WORK TO BE COMPLETED
Count the lines in the items below that contain the string "logo", treating uppercase and lowercase letters as different. Reply with the number alone.

RECORD SET
###

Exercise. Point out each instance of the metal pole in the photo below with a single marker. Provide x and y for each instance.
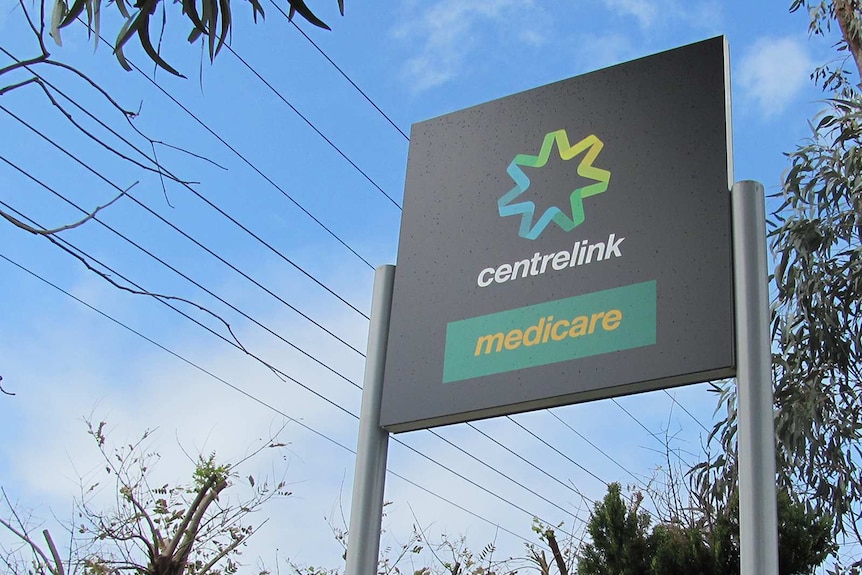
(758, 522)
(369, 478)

###

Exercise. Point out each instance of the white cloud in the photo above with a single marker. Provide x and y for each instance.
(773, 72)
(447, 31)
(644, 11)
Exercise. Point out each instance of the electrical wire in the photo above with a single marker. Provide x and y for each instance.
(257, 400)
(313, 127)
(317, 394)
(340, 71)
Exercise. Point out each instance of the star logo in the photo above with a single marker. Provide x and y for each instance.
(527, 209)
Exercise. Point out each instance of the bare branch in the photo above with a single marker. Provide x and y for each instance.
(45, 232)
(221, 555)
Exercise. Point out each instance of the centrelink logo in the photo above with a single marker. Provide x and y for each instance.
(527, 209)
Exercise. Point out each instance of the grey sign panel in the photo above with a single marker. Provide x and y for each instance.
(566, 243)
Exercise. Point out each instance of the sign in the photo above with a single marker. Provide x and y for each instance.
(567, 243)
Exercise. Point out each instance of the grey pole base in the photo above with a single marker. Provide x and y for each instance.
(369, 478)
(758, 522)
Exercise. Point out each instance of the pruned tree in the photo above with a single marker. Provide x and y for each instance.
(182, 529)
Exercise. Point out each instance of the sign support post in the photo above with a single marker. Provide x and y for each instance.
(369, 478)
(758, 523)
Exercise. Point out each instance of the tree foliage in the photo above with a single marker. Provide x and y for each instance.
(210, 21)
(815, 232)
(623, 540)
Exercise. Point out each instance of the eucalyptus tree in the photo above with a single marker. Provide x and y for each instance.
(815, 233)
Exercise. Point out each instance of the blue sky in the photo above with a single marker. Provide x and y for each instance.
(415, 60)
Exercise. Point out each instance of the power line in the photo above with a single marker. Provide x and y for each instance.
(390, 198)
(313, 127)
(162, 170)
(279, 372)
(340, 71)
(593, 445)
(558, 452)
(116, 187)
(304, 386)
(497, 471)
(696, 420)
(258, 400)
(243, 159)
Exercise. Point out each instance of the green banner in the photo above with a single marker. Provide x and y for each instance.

###

WRITTEN SOLUTION
2